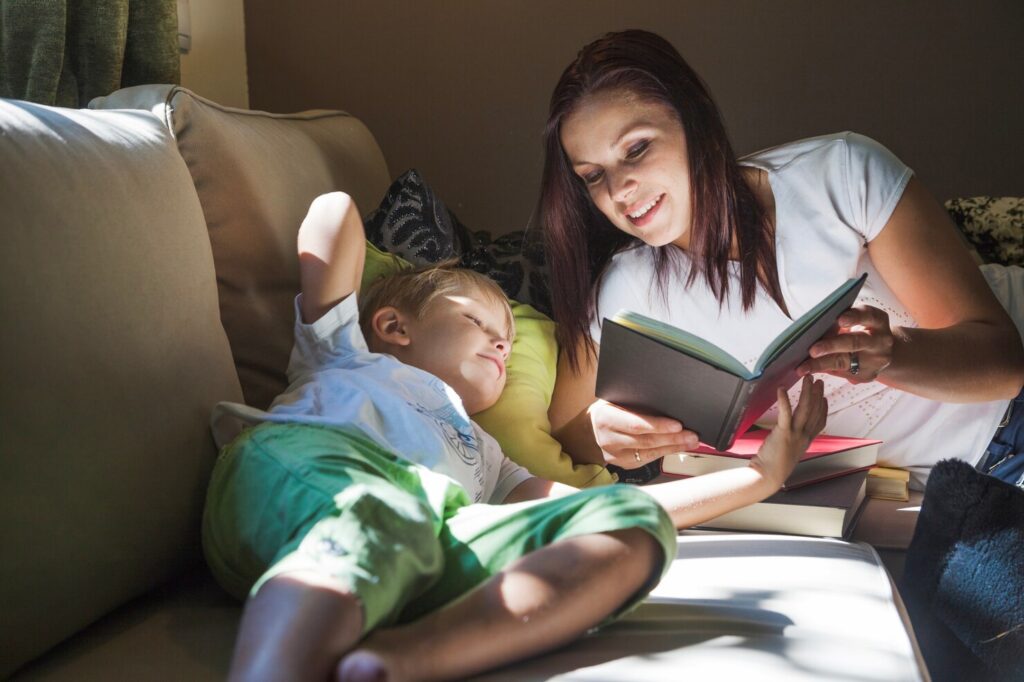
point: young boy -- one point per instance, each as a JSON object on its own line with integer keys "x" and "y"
{"x": 360, "y": 507}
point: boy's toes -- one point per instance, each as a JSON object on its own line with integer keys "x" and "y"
{"x": 361, "y": 666}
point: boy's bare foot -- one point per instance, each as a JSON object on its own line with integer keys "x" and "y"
{"x": 364, "y": 666}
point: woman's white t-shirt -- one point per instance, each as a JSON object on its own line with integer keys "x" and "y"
{"x": 833, "y": 195}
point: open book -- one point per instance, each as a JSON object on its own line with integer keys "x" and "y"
{"x": 828, "y": 508}
{"x": 826, "y": 457}
{"x": 648, "y": 366}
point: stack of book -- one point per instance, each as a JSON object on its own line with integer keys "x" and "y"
{"x": 651, "y": 367}
{"x": 821, "y": 497}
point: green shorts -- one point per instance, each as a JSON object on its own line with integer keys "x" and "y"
{"x": 404, "y": 540}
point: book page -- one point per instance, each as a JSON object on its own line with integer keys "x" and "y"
{"x": 683, "y": 341}
{"x": 800, "y": 327}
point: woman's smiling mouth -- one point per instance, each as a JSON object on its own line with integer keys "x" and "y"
{"x": 644, "y": 213}
{"x": 499, "y": 364}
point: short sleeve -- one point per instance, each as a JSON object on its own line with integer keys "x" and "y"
{"x": 620, "y": 289}
{"x": 876, "y": 179}
{"x": 331, "y": 342}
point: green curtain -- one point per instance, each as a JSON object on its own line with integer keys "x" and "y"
{"x": 66, "y": 52}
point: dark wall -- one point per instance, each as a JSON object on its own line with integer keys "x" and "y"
{"x": 459, "y": 88}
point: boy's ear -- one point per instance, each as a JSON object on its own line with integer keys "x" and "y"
{"x": 389, "y": 325}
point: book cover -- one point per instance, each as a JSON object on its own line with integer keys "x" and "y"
{"x": 889, "y": 483}
{"x": 651, "y": 367}
{"x": 826, "y": 457}
{"x": 826, "y": 509}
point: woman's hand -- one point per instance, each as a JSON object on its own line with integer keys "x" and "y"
{"x": 858, "y": 350}
{"x": 793, "y": 433}
{"x": 631, "y": 439}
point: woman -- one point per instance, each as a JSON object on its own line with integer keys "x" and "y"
{"x": 645, "y": 207}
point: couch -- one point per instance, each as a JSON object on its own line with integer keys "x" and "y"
{"x": 147, "y": 272}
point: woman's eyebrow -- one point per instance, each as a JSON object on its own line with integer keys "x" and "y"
{"x": 627, "y": 130}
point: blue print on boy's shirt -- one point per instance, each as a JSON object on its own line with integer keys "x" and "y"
{"x": 456, "y": 429}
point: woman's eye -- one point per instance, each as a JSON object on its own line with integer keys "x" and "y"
{"x": 637, "y": 150}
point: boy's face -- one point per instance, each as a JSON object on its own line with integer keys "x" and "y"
{"x": 463, "y": 339}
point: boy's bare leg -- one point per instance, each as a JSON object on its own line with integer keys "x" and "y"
{"x": 542, "y": 601}
{"x": 295, "y": 628}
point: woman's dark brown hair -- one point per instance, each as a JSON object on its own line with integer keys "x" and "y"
{"x": 580, "y": 241}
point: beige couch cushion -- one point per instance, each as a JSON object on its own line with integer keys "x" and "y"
{"x": 256, "y": 174}
{"x": 112, "y": 356}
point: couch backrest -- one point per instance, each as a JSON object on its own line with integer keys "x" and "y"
{"x": 256, "y": 174}
{"x": 112, "y": 356}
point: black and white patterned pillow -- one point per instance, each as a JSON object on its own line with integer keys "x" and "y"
{"x": 993, "y": 225}
{"x": 414, "y": 223}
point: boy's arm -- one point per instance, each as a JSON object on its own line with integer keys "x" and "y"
{"x": 332, "y": 253}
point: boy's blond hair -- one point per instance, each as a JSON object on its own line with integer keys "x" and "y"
{"x": 413, "y": 290}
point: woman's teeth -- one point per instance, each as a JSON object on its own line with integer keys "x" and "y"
{"x": 643, "y": 209}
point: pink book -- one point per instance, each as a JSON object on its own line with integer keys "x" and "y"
{"x": 827, "y": 457}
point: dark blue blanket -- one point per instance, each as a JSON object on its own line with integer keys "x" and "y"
{"x": 964, "y": 580}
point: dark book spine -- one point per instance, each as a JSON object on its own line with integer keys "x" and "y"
{"x": 730, "y": 425}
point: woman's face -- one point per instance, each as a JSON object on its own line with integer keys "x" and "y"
{"x": 631, "y": 154}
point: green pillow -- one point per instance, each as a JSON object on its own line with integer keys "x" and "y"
{"x": 519, "y": 420}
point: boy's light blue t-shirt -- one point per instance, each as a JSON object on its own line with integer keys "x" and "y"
{"x": 336, "y": 381}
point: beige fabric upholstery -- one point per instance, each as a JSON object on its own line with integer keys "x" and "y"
{"x": 112, "y": 356}
{"x": 256, "y": 174}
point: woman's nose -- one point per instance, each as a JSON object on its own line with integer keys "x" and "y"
{"x": 622, "y": 187}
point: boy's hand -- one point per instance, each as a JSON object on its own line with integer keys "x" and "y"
{"x": 794, "y": 432}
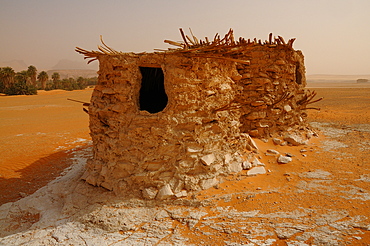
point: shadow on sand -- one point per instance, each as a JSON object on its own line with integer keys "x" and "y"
{"x": 35, "y": 176}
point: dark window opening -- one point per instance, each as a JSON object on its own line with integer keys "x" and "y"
{"x": 153, "y": 97}
{"x": 298, "y": 75}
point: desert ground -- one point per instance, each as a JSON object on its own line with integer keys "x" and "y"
{"x": 322, "y": 197}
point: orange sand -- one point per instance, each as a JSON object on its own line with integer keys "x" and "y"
{"x": 35, "y": 132}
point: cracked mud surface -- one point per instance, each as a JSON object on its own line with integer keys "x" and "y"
{"x": 322, "y": 197}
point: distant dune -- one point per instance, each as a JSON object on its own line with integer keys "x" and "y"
{"x": 74, "y": 73}
{"x": 344, "y": 81}
{"x": 335, "y": 78}
{"x": 65, "y": 64}
{"x": 17, "y": 65}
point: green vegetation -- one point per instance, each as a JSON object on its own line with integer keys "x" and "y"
{"x": 27, "y": 82}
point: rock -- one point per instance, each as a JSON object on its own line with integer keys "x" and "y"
{"x": 247, "y": 165}
{"x": 251, "y": 144}
{"x": 295, "y": 139}
{"x": 277, "y": 141}
{"x": 182, "y": 193}
{"x": 256, "y": 115}
{"x": 287, "y": 108}
{"x": 208, "y": 183}
{"x": 272, "y": 151}
{"x": 165, "y": 192}
{"x": 208, "y": 159}
{"x": 257, "y": 103}
{"x": 285, "y": 233}
{"x": 149, "y": 193}
{"x": 284, "y": 159}
{"x": 235, "y": 167}
{"x": 256, "y": 170}
{"x": 256, "y": 162}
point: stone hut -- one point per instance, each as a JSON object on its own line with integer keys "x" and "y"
{"x": 167, "y": 123}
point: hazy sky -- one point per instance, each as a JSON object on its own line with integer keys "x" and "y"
{"x": 334, "y": 35}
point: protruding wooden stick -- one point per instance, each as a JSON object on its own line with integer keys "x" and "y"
{"x": 183, "y": 37}
{"x": 83, "y": 103}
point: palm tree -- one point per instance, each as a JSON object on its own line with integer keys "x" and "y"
{"x": 7, "y": 76}
{"x": 21, "y": 77}
{"x": 55, "y": 77}
{"x": 32, "y": 72}
{"x": 43, "y": 77}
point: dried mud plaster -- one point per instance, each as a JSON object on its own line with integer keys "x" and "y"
{"x": 169, "y": 123}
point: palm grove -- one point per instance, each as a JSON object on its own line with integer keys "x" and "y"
{"x": 27, "y": 82}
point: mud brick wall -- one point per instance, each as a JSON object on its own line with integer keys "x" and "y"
{"x": 273, "y": 86}
{"x": 203, "y": 133}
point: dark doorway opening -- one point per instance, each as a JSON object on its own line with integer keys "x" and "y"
{"x": 153, "y": 97}
{"x": 298, "y": 75}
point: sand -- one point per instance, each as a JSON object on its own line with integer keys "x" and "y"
{"x": 322, "y": 197}
{"x": 35, "y": 132}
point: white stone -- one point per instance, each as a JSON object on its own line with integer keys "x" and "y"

━━━━━━━━

▸ **What to produce**
All lines from the one with "point: sand -- one" to the end of the material above should be copied exactly, both ends included, and nothing else.

▸ **Task output**
point: sand -- one point per instance, each as a JSON object on its own line with integer keys "x" and "y"
{"x": 322, "y": 197}
{"x": 35, "y": 132}
point: white stone -- one point per instance, each as a JSON object on its own line with integer keys "x" and "y"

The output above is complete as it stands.